Direction
Rewrite all the items below, putting "one-line" in place of "single-line" everywhere it occurs and leaving everything else unchanged.

>> Start

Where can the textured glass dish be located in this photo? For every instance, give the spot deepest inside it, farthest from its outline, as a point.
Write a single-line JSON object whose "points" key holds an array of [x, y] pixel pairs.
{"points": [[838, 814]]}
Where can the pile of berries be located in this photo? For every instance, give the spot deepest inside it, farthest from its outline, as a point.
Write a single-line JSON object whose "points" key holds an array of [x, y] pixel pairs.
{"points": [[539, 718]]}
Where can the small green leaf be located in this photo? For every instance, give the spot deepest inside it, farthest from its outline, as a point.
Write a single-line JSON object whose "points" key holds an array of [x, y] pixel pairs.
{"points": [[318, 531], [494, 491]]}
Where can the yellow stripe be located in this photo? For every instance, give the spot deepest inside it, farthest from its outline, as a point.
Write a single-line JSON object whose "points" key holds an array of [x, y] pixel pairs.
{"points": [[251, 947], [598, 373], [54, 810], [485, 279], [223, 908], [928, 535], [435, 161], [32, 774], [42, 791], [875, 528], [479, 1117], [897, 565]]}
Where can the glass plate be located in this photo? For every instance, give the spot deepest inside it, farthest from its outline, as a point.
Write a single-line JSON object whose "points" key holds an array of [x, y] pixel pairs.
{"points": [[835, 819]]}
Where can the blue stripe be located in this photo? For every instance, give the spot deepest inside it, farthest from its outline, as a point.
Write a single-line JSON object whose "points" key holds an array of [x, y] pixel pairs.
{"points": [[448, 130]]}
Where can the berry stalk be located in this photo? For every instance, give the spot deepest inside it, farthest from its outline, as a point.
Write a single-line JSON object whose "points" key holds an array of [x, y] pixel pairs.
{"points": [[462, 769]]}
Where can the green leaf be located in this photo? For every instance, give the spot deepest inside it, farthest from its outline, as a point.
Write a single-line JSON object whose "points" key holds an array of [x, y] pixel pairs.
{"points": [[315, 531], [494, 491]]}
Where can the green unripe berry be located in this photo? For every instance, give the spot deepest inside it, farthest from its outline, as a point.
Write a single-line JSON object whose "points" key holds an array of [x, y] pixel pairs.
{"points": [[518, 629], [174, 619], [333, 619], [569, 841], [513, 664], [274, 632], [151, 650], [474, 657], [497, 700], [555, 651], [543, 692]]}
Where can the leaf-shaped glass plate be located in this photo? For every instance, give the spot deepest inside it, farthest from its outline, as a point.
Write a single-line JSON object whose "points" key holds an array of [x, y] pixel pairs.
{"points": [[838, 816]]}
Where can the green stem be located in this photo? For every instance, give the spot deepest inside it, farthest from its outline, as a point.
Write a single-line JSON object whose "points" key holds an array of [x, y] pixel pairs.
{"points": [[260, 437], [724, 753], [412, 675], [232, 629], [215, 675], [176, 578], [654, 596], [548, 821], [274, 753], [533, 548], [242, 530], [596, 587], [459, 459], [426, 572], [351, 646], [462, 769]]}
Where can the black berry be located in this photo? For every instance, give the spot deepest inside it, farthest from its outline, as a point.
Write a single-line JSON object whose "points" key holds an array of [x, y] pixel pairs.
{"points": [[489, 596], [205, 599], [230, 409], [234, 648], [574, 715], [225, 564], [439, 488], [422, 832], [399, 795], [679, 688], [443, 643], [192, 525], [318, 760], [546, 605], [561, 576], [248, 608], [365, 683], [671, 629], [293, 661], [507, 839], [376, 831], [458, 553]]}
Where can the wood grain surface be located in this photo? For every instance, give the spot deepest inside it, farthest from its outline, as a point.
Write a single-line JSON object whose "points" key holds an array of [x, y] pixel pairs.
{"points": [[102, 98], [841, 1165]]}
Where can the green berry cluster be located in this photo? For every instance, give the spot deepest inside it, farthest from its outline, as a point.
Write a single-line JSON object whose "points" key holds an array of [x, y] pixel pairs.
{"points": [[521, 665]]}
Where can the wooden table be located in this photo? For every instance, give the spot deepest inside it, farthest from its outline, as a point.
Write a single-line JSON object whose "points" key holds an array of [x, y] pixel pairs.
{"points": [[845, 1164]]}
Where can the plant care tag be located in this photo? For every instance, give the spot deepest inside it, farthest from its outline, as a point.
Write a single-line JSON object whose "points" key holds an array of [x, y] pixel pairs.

>> End

Task output
Where can the textured glass dish be located in this photo? For every instance, give the spot deepest inside it, farthest from its outline, as a point.
Write a one-line JSON object whose "points" key holds an array of [x, y] pixel pairs.
{"points": [[838, 814]]}
Where can the pile of berries be located in this photo? For every instance, give the spot deepest inside it, farthest from its outline, as a point.
Write a one-line JSON object whose "points" key holds an array of [x, y] pixel pairs.
{"points": [[539, 718]]}
Where can the small green leaf be located in this photo? For every instance, give the spot deepest inside it, farthest from its outline, as a point.
Write a one-line JSON object whose "points" key holds an array of [x, y] pixel pairs.
{"points": [[318, 531], [494, 491]]}
Where can the yellow stripe be located in this photo? For every instance, give the spot deepest inside it, farthest from its outline, as a point.
Write a one-line JSON object whose "points" key holds an array of [x, y] pixel pairs.
{"points": [[251, 947], [598, 373], [54, 810], [485, 279], [223, 908], [928, 535], [435, 161], [32, 774], [42, 791], [875, 528], [479, 1117], [897, 565]]}
Where can the glass plate be located in this photo? For every instance, give the spot deepest inside it, farthest from its outline, as a point.
Write a one-line JSON object whose "points" key holds an array of [x, y] pixel pairs.
{"points": [[835, 819]]}
Where can the blue stripe be located in this photo? For every instance, give the spot deepest inside it, farthest from its outline, as a point.
Write a one-line JSON object whose "points" key holds an array of [x, y] pixel pairs.
{"points": [[448, 130]]}
Where can the berry stalk be located in this photo? For every instance, give the spot deepest inside it, farthest from its outline, as a point.
Write a one-line JSON object whose "points" key holds an array of [x, y] pixel pairs.
{"points": [[462, 769]]}
Where can the green leaf be located in this photo? For every instance, give the spot deepest inside it, farthest from its outline, as a point.
Write a one-line JSON object whose "points" key holds an array of [x, y] pixel pairs.
{"points": [[315, 531], [494, 491]]}
Where can the green unripe berry be located in this photo? For every instance, give the spot deepest inside it, farthest from its outline, as a point.
Write a one-line JSON object whose "points" key holds an array of [x, y] pixel pairs.
{"points": [[518, 629], [174, 619], [333, 619], [569, 841], [513, 664], [274, 632], [151, 650], [474, 657], [497, 700], [555, 651], [543, 692]]}
Where can the leaf-shaped glass plate be located in this photo? For every instance, give the spot deepest inside it, farthest from its outline, as a point.
Write a one-line JSON object whose "points" key holds an array of [x, y] pixel pairs.
{"points": [[838, 816]]}
Where can the green stem be located in this photo? For every instance, give the spot deepest inside it, farthest from its outline, as a point.
Write a one-line JSON object whose "points" key holds an array of [x, y] pixel pairs.
{"points": [[260, 437], [724, 753], [412, 675], [232, 629], [215, 675], [176, 578], [654, 596], [548, 821], [274, 753], [533, 548], [242, 530], [596, 587], [459, 459], [426, 572], [351, 646], [462, 769]]}
Where can the black berry be located in this photo? For every instance, give the spot deepest inside it, farthest from its outline, as a point.
Write a one-line JSON object whose "points" key holds an array of [x, y] pixel pairs.
{"points": [[489, 596], [205, 599], [230, 409], [234, 648], [574, 715], [225, 564], [439, 488], [422, 832], [399, 795], [679, 688], [443, 643], [192, 525], [318, 760], [546, 605], [561, 576], [248, 608], [365, 683], [671, 629], [293, 661], [507, 839], [376, 831], [458, 553]]}
Where can the wood grain surface be located in this photo? For every instance, give the spot deepest inside it, farthest from its outline, as a point.
Write a one-line JSON object whose "points" key holds an array of [x, y] pixel pairs.
{"points": [[102, 98], [841, 1165]]}
Where can the green berry cluster be located in this photo? For every instance, give the spot deepest inside it, farthest from its outline, as a point.
Write a one-line JSON object whose "points" key holds an array of [x, y] pixel pairs.
{"points": [[521, 665]]}
Where can the wooden table be located in this photo? For every instance, give the spot deepest inside it, farthest from its outline, as a point.
Write a one-line JSON object whose "points" key holds an array of [x, y] pixel pairs.
{"points": [[845, 1164]]}
Where can the plant care tag be located in this photo? For every instance, give the spot deepest inside it, farthest from its outline, as a point.
Write a one-line JSON object whose "points" key holds an array of [x, y] pixel pairs.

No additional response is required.